══ Extracted material
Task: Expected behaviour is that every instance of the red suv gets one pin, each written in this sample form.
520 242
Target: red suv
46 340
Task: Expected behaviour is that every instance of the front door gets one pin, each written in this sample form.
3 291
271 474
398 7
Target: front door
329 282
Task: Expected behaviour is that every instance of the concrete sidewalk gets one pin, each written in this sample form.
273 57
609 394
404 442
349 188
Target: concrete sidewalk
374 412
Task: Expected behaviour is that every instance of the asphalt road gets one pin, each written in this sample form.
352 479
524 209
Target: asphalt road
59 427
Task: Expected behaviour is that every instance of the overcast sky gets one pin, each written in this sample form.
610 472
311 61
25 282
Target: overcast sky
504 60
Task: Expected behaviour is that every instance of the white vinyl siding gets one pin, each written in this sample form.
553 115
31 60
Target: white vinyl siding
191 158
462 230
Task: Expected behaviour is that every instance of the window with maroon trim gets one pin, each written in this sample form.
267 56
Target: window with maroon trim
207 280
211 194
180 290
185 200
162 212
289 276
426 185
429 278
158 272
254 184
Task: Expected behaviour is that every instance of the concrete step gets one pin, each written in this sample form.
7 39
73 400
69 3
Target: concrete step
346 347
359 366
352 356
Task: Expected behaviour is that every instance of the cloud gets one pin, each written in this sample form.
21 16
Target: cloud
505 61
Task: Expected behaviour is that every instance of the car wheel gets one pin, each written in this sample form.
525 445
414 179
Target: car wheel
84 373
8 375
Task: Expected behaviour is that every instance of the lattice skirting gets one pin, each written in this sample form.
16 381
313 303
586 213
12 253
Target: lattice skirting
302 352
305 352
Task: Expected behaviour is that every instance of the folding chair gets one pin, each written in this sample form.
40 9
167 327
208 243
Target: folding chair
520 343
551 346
════
_Directions_: Render every line of the entries above as a Markdown table with two columns, n for the row number and Line for the text, leaving out blank lines.

_Reply_:
| n | Line |
|---|---|
| 1 | Task: Expected behaviour is that every instance of the red suv gets one pin, each written in this sample form. |
| 2 | 520 242 |
| 3 | Target: red suv |
| 4 | 46 340 |
| 5 | Task: Expected behaviour is that every instance of the front door gets one pin, each written in this sample form. |
| 6 | 3 291 |
| 7 | 271 474 |
| 8 | 398 7 |
| 9 | Target: front door |
| 10 | 329 282 |
| 11 | Task: Expected behaviour is that every instance of the concrete sidewalk gets one pin, each written in this sample form. |
| 12 | 273 57 |
| 13 | 609 394 |
| 14 | 404 442 |
| 15 | 349 188 |
| 16 | Target: concrete sidewalk |
| 17 | 374 412 |
| 18 | Task: Expected behaviour is that every instance of the asphalt road gets one pin, each written in this sample form. |
| 19 | 352 479 |
| 20 | 524 209 |
| 21 | Target: asphalt road |
| 22 | 59 427 |
| 23 | Task: Expected behaviour is that every instance of the overcast sky gets one pin, each written in this sample form. |
| 24 | 610 472 |
| 25 | 311 61 |
| 26 | 25 282 |
| 27 | Target: overcast sky |
| 28 | 504 60 |
| 29 | Task: Expected behaviour is that every instance of the white vinyl siding gets one pin, each written in this sample form. |
| 30 | 553 115 |
| 31 | 31 60 |
| 32 | Target: white vinyl siding |
| 33 | 191 158 |
| 34 | 462 230 |
| 35 | Task: Expected behaviour is that every instance of the window with maroon trim gets one pin, each written in this sample form. |
| 36 | 267 56 |
| 37 | Target: window with maroon trim |
| 38 | 207 280 |
| 39 | 211 194 |
| 40 | 180 290 |
| 41 | 185 200 |
| 42 | 162 212 |
| 43 | 289 276 |
| 44 | 426 185 |
| 45 | 429 278 |
| 46 | 158 272 |
| 47 | 254 184 |
| 48 | Task: Expected behaviour is that every instance of the concrete step gets one pin, each written in this sample form. |
| 49 | 7 39 |
| 50 | 73 400 |
| 51 | 69 3 |
| 52 | Target: concrete step |
| 53 | 346 347 |
| 54 | 359 366 |
| 55 | 352 356 |
| 56 | Task: Expected behaviour is that every instance of the cloud gets one pin, each written in this sample form. |
| 57 | 21 16 |
| 58 | Target: cloud |
| 59 | 505 61 |
| 60 | Task: Expected behaviour is that every instance of the car wheel gets one pin, each written in this sample form. |
| 61 | 525 445 |
| 62 | 414 179 |
| 63 | Target: car wheel |
| 64 | 84 373 |
| 65 | 8 375 |
| 66 | Task: Expected behaviour is that every instance of the lattice skirting gets one pin, each written in this sample form. |
| 67 | 16 381 |
| 68 | 313 303 |
| 69 | 586 213 |
| 70 | 12 253 |
| 71 | Target: lattice skirting |
| 72 | 302 352 |
| 73 | 305 352 |
| 74 | Task: Expected behaviour is that every instance of the folding chair gets one pin, each written in this sample form. |
| 75 | 40 9 |
| 76 | 167 327 |
| 77 | 208 243 |
| 78 | Target: folding chair |
| 79 | 520 343 |
| 80 | 551 346 |